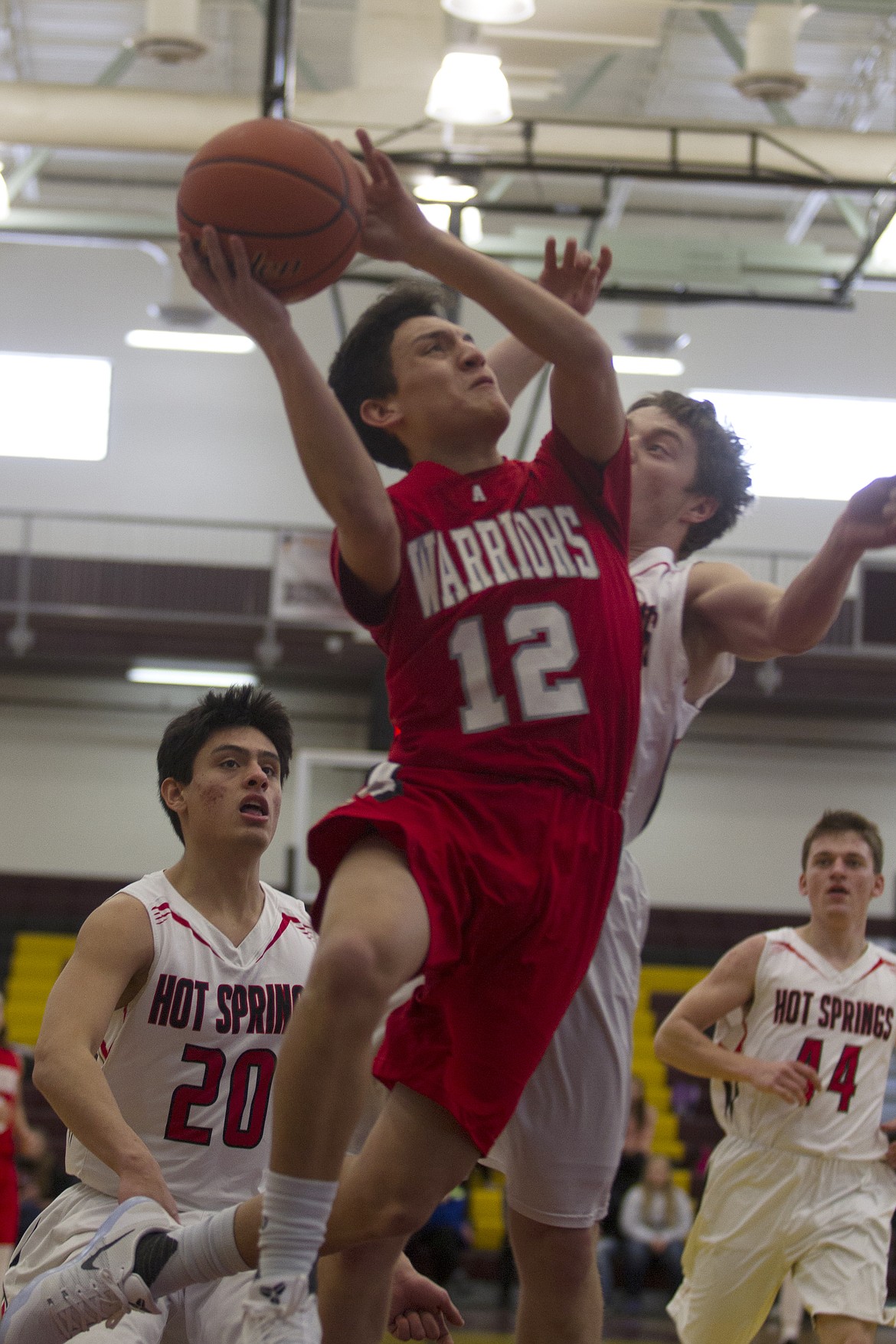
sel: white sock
[258,1171,338,1278]
[152,1207,249,1297]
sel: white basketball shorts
[482,849,649,1227]
[3,1184,254,1344]
[669,1137,896,1344]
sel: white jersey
[486,546,735,1227]
[711,929,896,1161]
[66,872,316,1211]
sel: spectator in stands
[404,1185,473,1287]
[600,1074,657,1237]
[620,1153,693,1310]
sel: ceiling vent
[134,0,208,66]
[732,4,816,102]
[622,304,691,359]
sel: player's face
[180,727,281,851]
[800,831,884,924]
[373,317,511,459]
[629,406,715,550]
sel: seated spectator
[404,1185,472,1287]
[620,1153,693,1310]
[600,1074,657,1237]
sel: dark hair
[629,391,752,561]
[328,280,446,472]
[155,684,293,842]
[803,809,884,872]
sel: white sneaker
[237,1274,321,1344]
[0,1198,178,1344]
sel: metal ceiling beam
[7,43,137,201]
[262,0,296,119]
[698,9,866,238]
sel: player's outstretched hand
[748,1059,821,1106]
[880,1120,896,1171]
[180,224,292,345]
[356,130,434,260]
[538,238,613,317]
[836,476,896,551]
[390,1255,463,1344]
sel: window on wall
[689,387,896,500]
[0,351,112,463]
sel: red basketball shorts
[308,766,622,1153]
[0,1157,19,1246]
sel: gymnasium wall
[0,683,367,886]
[0,682,896,917]
[633,714,896,917]
[0,240,896,559]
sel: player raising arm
[175,126,639,1341]
[469,239,896,1344]
[656,810,896,1344]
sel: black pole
[262,0,296,119]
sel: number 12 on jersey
[796,1036,862,1110]
[449,602,588,732]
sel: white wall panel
[633,724,896,917]
[0,242,896,555]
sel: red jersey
[333,429,641,808]
[0,1045,21,1159]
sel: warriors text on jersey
[66,872,314,1210]
[711,929,896,1161]
[335,430,639,808]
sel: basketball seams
[271,228,360,299]
[178,206,349,242]
[180,151,361,239]
[178,119,365,302]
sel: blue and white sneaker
[237,1274,321,1344]
[0,1196,178,1344]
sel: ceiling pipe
[0,80,896,191]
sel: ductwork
[0,82,896,191]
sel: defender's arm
[358,130,625,463]
[653,934,819,1106]
[684,476,896,666]
[34,892,178,1218]
[485,238,613,406]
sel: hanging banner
[271,529,360,630]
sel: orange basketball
[178,117,365,302]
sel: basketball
[178,117,365,302]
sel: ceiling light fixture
[128,664,258,689]
[426,50,513,126]
[613,355,685,378]
[420,200,451,234]
[414,178,477,206]
[442,0,535,23]
[125,328,255,355]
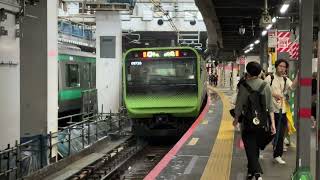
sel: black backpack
[242,82,270,130]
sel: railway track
[69,138,171,180]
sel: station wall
[0,0,20,149]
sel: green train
[123,47,207,136]
[58,49,96,116]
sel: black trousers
[242,131,262,175]
[273,113,287,158]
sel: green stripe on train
[58,54,96,62]
[59,89,83,101]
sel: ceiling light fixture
[280,3,290,14]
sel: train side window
[67,64,80,87]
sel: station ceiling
[195,0,298,58]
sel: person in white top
[265,59,298,164]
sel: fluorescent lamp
[261,30,268,36]
[280,4,290,14]
[266,24,272,30]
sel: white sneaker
[274,156,286,164]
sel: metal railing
[0,109,129,180]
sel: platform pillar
[0,0,20,150]
[96,11,122,112]
[20,0,58,166]
[292,0,313,180]
[260,38,268,72]
[315,0,320,180]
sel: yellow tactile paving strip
[201,87,234,180]
[188,138,199,146]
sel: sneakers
[283,138,290,146]
[274,156,286,164]
[254,174,262,180]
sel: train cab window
[66,64,80,87]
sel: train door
[82,62,92,89]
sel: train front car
[123,47,206,136]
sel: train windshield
[126,50,197,93]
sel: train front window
[66,64,80,87]
[127,58,197,92]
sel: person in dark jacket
[233,62,276,180]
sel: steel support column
[293,0,313,180]
[260,38,268,71]
[315,0,320,180]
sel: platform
[145,87,315,180]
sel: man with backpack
[233,62,276,180]
[265,59,298,164]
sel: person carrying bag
[233,62,276,180]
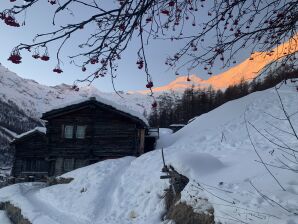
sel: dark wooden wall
[47,105,140,158]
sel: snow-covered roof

◆ ◆ ◆

### EXERCISE:
Transcribe each entry above exactly, apart from the pictures.

### TASK OUTPUT:
sel: white sock
[258,1171,338,1278]
[152,1207,249,1297]
sel: white basketball shorts
[482,849,649,1227]
[3,1184,254,1344]
[669,1137,896,1344]
sel: white jersey
[486,546,735,1227]
[711,929,896,1161]
[66,872,316,1211]
sel: spectator in stands
[404,1185,473,1287]
[600,1074,657,1237]
[620,1153,693,1310]
sel: ceiling vent
[134,0,208,66]
[732,4,816,102]
[622,304,691,359]
sel: player's face
[180,727,281,851]
[800,831,884,924]
[373,317,511,459]
[629,406,715,550]
sel: seated spectator
[404,1185,472,1287]
[620,1153,693,1310]
[600,1074,657,1237]
sel: dark hair
[629,391,752,561]
[328,280,446,472]
[155,684,293,842]
[803,809,884,872]
sel: white sneaker
[237,1274,321,1344]
[0,1198,178,1344]
sel: metal ceiling beam
[7,43,137,201]
[262,0,296,119]
[698,9,866,238]
sel: player's outstretched hand
[748,1059,821,1106]
[880,1120,896,1171]
[180,224,292,345]
[356,130,434,260]
[538,238,613,317]
[836,476,896,551]
[390,1255,463,1344]
sel: window on wall
[689,387,896,500]
[0,351,112,463]
sel: red basketball shorts
[308,766,622,1153]
[0,1157,19,1246]
sel: gymnasium wall
[0,683,367,886]
[0,682,896,917]
[633,714,896,917]
[0,240,896,559]
sel: player raising arm
[175,126,639,1341]
[469,239,896,1344]
[656,810,896,1344]
sel: black pole
[262,0,296,119]
sel: number 12 on jersey
[796,1036,862,1110]
[449,602,588,732]
sel: white wall panel
[633,724,896,917]
[0,242,896,555]
sel: red jersey
[333,429,641,808]
[0,1045,21,1159]
sel: warriors text on jersey
[66,872,314,1210]
[711,929,896,1161]
[335,430,639,808]
sel: basketball seams
[271,228,360,299]
[178,206,349,242]
[180,151,361,239]
[178,119,365,302]
sel: blue and white sneaker
[237,1274,321,1344]
[0,1196,178,1344]
sel: ceiling pipe
[0,80,896,191]
sel: ductwork
[0,82,896,191]
sel: defender's arm
[358,130,625,463]
[653,934,819,1106]
[684,476,896,666]
[34,892,178,1218]
[485,238,613,406]
sel: hanging banner
[271,529,360,630]
sel: orange basketball
[178,117,365,302]
sel: basketball
[178,117,365,302]
sel: ceiling light fixture
[128,664,258,689]
[426,50,513,126]
[613,355,685,378]
[420,200,451,234]
[414,178,477,206]
[442,0,535,23]
[125,328,255,355]
sel: black backpack
[242,82,270,130]
sel: railway track
[69,138,171,180]
sel: station wall
[0,0,20,149]
sel: green train
[123,47,207,136]
[58,49,96,116]
sel: black trousers
[242,131,262,175]
[273,113,287,158]
sel: green stripe on train
[58,54,96,62]
[59,89,83,101]
sel: ceiling light fixture
[280,3,290,14]
sel: train side window
[67,64,80,87]
sel: station ceiling
[195,0,298,58]
sel: person in white top
[265,59,298,164]
sel: fluorescent lamp
[261,30,268,36]
[280,4,290,14]
[266,24,272,30]
sel: white sneaker
[274,156,286,164]
sel: metal railing
[0,109,129,180]
sel: platform pillar
[0,0,20,150]
[96,11,122,112]
[20,0,58,166]
[292,0,313,180]
[260,38,268,72]
[315,0,320,180]
sel: yellow tactile paving strip
[201,87,234,180]
[188,138,199,146]
sel: sneakers
[283,138,290,146]
[274,156,286,164]
[254,174,262,180]
sel: train cab window
[66,64,80,87]
sel: train door
[82,62,92,89]
sel: train front car
[123,47,206,136]
sel: train windshield
[126,50,197,93]
sel: train front window
[66,64,80,87]
[127,58,197,92]
sel: person in dark jacket
[233,62,276,180]
sel: steel support column
[293,0,313,180]
[260,38,268,71]
[315,0,320,180]
sel: platform
[145,87,315,180]
sel: man with backpack
[233,62,276,180]
[265,59,298,164]
sel: person carrying bag
[233,62,276,180]
sel: dark wooden wall
[47,105,140,158]
sel: snow-covered roof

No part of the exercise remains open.